# START OF Exercise data

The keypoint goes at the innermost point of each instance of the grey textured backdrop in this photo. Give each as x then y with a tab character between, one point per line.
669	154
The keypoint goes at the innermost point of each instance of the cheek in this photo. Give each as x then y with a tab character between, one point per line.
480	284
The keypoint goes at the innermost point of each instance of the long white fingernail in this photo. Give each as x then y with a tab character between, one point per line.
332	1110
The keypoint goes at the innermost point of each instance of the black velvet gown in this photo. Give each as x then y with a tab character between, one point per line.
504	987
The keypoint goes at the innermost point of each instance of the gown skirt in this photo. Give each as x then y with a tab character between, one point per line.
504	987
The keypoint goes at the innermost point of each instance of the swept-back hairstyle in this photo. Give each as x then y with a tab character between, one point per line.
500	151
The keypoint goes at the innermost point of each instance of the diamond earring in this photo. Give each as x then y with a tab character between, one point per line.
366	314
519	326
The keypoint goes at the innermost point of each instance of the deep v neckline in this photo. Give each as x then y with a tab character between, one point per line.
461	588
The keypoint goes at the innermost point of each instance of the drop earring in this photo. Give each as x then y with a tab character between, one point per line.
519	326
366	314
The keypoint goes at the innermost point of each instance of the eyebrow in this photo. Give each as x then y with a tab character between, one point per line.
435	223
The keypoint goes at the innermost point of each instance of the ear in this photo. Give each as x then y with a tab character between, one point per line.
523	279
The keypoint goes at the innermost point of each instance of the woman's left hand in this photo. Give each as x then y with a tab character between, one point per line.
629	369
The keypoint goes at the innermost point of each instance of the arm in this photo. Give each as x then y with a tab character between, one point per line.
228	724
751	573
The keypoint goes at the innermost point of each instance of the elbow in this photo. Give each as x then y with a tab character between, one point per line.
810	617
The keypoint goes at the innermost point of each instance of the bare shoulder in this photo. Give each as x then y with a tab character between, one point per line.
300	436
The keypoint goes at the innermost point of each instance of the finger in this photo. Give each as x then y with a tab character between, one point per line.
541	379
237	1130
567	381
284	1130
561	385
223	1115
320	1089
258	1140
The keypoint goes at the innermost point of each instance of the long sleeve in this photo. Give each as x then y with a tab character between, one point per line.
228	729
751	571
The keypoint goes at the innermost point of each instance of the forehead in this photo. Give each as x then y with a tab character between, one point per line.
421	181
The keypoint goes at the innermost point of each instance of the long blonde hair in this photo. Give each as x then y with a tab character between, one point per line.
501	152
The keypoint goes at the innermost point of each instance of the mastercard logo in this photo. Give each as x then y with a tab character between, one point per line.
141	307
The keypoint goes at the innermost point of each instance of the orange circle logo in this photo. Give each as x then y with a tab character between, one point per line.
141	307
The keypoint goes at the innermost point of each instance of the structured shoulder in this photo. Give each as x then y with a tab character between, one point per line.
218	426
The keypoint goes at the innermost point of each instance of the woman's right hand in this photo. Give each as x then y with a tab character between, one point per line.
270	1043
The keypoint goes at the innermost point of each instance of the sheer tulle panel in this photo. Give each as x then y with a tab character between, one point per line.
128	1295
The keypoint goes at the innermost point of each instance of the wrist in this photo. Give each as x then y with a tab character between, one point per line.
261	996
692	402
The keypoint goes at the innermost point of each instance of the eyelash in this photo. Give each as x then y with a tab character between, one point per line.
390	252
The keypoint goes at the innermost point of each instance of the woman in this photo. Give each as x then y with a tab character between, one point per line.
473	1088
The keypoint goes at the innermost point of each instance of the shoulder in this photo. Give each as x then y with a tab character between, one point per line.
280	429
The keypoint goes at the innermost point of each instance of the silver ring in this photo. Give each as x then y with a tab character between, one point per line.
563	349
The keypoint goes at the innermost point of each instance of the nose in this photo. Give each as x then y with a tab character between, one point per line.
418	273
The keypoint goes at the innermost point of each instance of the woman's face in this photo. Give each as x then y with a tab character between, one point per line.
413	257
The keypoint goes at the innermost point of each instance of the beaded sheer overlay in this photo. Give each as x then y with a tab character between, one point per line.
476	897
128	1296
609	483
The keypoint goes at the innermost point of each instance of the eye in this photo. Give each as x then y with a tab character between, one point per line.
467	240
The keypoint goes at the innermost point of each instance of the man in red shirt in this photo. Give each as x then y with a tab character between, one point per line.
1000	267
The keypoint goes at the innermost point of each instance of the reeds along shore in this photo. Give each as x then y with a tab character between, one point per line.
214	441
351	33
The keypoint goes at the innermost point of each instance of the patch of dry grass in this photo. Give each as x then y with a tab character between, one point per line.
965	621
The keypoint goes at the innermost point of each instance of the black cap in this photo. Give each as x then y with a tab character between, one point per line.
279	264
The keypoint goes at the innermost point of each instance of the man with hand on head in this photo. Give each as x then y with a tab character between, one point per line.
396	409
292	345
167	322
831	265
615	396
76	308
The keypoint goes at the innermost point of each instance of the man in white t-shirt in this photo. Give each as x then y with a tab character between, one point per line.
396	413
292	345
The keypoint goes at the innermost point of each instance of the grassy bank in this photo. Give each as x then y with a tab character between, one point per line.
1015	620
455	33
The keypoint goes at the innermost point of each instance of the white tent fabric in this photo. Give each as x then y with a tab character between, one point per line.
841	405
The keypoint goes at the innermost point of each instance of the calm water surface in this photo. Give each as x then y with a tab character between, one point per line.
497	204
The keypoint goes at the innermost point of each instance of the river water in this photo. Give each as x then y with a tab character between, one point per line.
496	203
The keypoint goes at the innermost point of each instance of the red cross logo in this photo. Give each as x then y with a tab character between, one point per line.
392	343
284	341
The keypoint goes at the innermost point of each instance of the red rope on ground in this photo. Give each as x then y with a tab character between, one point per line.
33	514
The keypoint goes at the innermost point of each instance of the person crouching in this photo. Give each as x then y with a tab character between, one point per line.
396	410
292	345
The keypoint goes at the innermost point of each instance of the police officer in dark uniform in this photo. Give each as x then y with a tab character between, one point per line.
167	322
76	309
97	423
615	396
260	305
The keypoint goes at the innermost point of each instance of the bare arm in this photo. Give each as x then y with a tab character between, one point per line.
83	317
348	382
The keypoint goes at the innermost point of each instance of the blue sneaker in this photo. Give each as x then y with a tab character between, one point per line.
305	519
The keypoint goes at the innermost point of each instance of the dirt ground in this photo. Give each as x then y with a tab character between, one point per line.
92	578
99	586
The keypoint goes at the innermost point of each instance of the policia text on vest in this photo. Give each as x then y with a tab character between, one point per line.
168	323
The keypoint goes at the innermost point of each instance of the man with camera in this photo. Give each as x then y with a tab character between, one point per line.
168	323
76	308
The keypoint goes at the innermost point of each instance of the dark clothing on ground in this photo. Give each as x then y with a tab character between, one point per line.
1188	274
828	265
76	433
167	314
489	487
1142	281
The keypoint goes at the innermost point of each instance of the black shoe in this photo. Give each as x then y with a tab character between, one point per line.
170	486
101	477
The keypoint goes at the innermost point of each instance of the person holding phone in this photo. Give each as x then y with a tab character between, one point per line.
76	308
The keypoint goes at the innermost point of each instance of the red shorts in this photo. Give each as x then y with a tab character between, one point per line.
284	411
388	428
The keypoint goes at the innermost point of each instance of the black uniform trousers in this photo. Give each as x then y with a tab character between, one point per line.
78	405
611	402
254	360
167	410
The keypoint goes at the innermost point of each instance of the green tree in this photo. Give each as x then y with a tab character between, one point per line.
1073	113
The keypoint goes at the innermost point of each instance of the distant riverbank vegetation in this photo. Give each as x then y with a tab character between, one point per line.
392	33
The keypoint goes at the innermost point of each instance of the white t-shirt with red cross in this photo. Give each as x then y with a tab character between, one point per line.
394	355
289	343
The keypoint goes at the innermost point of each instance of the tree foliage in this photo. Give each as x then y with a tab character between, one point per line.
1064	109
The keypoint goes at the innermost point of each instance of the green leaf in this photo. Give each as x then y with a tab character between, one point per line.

# END OF Exercise data

Instruction: Repeat every entry exactly as written above.

Response to the task:
The keypoint goes at the innermost point of each instance of the grey textured backdrop in this photo. Give each as x then y with a tab character between, one point per line.
669	154
The keypoint goes at the innermost point of each instance of the cheek in this photo. Give each as x then y with a tab character between, one point per line.
480	284
The keypoint goes at the innermost point of each instance of the long white fingernail in this photo. Give each as x then y with a tab character between, one point per line.
332	1110
The keypoint goes at the innermost point of each instance of the black velvet gown in this photo. Give each as x then y with a tab character between, one point per line.
504	987
The keypoint goes at the innermost point of each instance of the gown skirt in this photo. Give each as x then y with a tab character between, one point per line.
504	987
The keypoint goes at the innermost point of each instance of the swept-back hairstyle in this photo. Give each as x then y with a tab character between, one point per line.
500	151
The keypoint goes at the innermost point of each instance of the diamond earring in this photo. Give each as x then y with a tab character between, one point per line.
366	314
519	326
The keypoint goes at the innermost point of each instance of the deep v neckline in this photo. Give each as x then y with a tab character between, one point per line.
461	588
The keypoint goes at the innermost point of each instance of the drop earring in this photo. Give each as x then y with a tab character between, one point per line.
519	326
366	314
The keypoint goes at the innermost point of each instance of the eyebrow in this photo. Give each as x then y with a tab character between, one point per line.
435	223
The keypoint goes at the innermost point of each instance of the ear in this photo. Give each as x then y with a tab character between, one point per line.
523	279
The keypoint goes at the innermost point of each instance of the woman's left hand in this photo. Give each as x then y with a tab character between, one point per line.
629	369
The keypoint goes at the innermost point of each instance of the arm in this photo. Give each as x then y with a tab character between, one point per line.
228	724
751	573
The keypoint goes at the innermost point of each instance of the elbow in this photo. Give each as x then y with a tab character between, one point per line.
810	617
The keypoint goes at the innermost point of each instance of the bare shoulder in this photo. Give each as x then y with a tab character between, one point per line.
300	436
The keypoint goes at the innermost point of each instance of the finger in this photo. Give each as x then y with a tab character between, one point per line.
541	379
237	1130
567	381
284	1130
561	385
223	1115
320	1089
258	1140
The keypoint goes at the innermost point of each instance of the long sleeve in this photo. Give each as x then y with a tab character between, one point per line.
228	729
751	571
The keypoint goes at the innermost point of each instance of the forehead in this photo. Give each as x then y with a tab character between, one point per line.
421	181
The keypoint goes at the innermost point of each instance of the long blonde hair in this photo. Give each as x then y with a tab character between, one point per line.
501	152
The keypoint goes at the innermost point of each instance of the mastercard logo in this photo. Give each as x then y with a tab character between, one point per line.
141	307
The keypoint goes at the innermost point of each instance of the orange circle logo in this photo. Give each as x then y with a tab character between, one point per line.
141	307
The keypoint goes at the innermost point of each instance of the structured shoulder in this photo. Give each as x then y with a tab character between, one point per line.
218	426
The keypoint goes at the innermost point of each instance of the woman's right hand in this photo. Give each as x then y with a tab character between, one point per line.
270	1043
The keypoint goes at the innermost point of each instance of the sheer tulle panel in this photo. Give each as x then y with a tab character between, one point per line.
128	1295
The keypoint goes at the innermost point of each instance of the wrist in this photo. Give each as x then y with a tab character between, one point per line.
261	996
692	402
The keypoint goes at the innermost point of each instance of the eyelash in this photo. Give each as x then y with a tab character between, one point per line.
390	252
The keypoint goes at the innermost point of each instance of the woman in this photo. Give each as x then y with a tab character between, one point per line.
473	1088
The keypoint goes at the innermost point of each instance of the shoulder in this photo. Give each as x then y with a tab character between, one point per line.
280	429
The keypoint goes at the innermost point of each instance of the silver ring in this photo. Give each as x then y with a tab character between, one point per line.
563	349
The keypoint goes at the innermost point of each instance of the nose in this photo. Give each as x then y with a tab character between, one point per line.
418	273
The keypoint goes at the innermost point of each instance of the woman's face in this photo. Give each as x then y with a tab character between, one point per line.
413	257
The keypoint goes at the innermost point of each instance of the beaded sheer overlay in this photo. Give each as x then y with a tab character between, one point per line.
476	897
128	1296
609	483
The keypoint goes at the innermost point of each instance of the eye in this photo. Give each as x then y with a tab character between, one point per line.
467	240
The keypoint goes at the innermost point of each instance of the man in red shirt in this photo. Give each as x then y with a tab character between, one point per line.
1000	267
The keypoint goes at the innermost point of each instance of the reeds along shore in this photo. Give each as x then y with a tab character between, one point per line.
214	441
351	33
The keypoint goes at the innermost point of each instance of the patch of dry grass in this photo. Give each as x then y with a tab character between, one point per line.
965	621
The keypoint goes at the innermost point of each instance of the black cap in this photo. Give each as x then y with a tab character between, one point per line.
279	264
The keypoint goes at the innermost point of each instance of the man with hand on head in this photo. Give each as x then y with a tab character between, one point per line.
396	409
292	345
167	322
831	265
615	396
76	308
The keypoint goes at the innermost point of each instance of the man in white t-shirt in this photo. Give each as x then y with a tab character between, one point per line.
396	413
292	345
The keypoint goes at the innermost point of each instance of the grassy bank in this photo. Give each as x then y with a tab character between, one point per line.
1015	620
455	33
The keypoint goes at the innermost point of each instance of the white tent fabric in this photo. Give each as x then y with a tab character between, one point per line.
841	405
The keypoint goes at the innermost point of each instance of the calm water surface in this photo. Give each as x then y with a tab character between, one point per line.
497	204
The keypoint goes at the innermost point of each instance of the river water in this photo. Give each as x then y with a tab character between, one point per line.
496	203
The keypoint goes at the innermost point of each instance of the red cross logo in this photo. Give each as x then y with a tab character between, one point per line.
392	343
284	341
The keypoint goes at the innermost point of each instance of the red rope on ground in this photo. Give each as x then y with a tab character between, one point per line.
33	514
The keypoint goes at the innermost point of each instance of the person crouching in this photo. Give each as x then y with a tab character between, one point per line.
396	410
292	345
The keypoint goes at the innermost point of each instance of the police officer in dark uniform in this photo. Give each as x then y with a tab character between, one point per line.
167	322
76	309
97	423
615	396
260	305
The keypoint goes at the innermost point of each instance of the bare arm in this photo. Give each as x then y with a tab character between, one point per line.
83	317
348	382
The keypoint goes at the innermost point of each instance of the blue sneaker in this photo. Give each as x then y with a tab character between, one point per line.
305	519
The keypoint goes at the innermost point of each instance of the dirt ground in this photo. Give each as x then y with a tab character between, one point per line.
92	578
99	586
The keypoint goes at the innermost point of each instance of the policia text on vest in this photo. Give each as x then y with a tab character between, one point per line.
168	323
The keypoint goes at the innermost point of each instance of the man with camera in this photo. Give each as x then y with a tab character between, one point per line.
168	323
76	308
The keypoint goes at the innermost point of each instance of the dark clothing on ground in this photo. Give each as x then y with a tab character between, one point per line.
1188	274
828	265
76	433
167	314
489	487
1142	281
The keypoint goes at the innermost point of each instance of the black shoe in this photo. Give each as x then y with a tab character between, one point per line.
170	486
101	477
The keypoint goes at the innermost point of each instance of the person holding phone in this photo. Give each as x then y with a tab character between, one point per line.
76	308
The keypoint goes at the innermost point of each instance of the red shorts in this photo. Give each as x then y with a tab character between, one point per line.
284	411
388	428
The keypoint goes at the innermost point of each instance of the black uniform trousers in this photo. Give each as x then y with a tab character between, one point per line.
78	405
611	402
254	360
167	410
The keypoint goes at the innermost point of each instance of the green tree in this photo. Give each as x then y with a tab character between, one point per line.
1073	113
The keypoint goes at the innermost point of each instance of the distant riverbank vegetation in this photo. Give each as x then y with a tab character between, one point per line.
392	33
The keypoint goes at the innermost point of each instance of the white t-shirt with red cross in this photo. Give each as x then y with a tab character between, one point per line.
394	355
289	343
The keypoint goes at the innermost point of each instance of the tree foliage in this photo. Give each as x then y with a tab character between, one point per line.
1064	109
The keypoint goes at the innermost point of each instance of the green leaf in this photo. Give each as x then y with a tab character between, one point per line.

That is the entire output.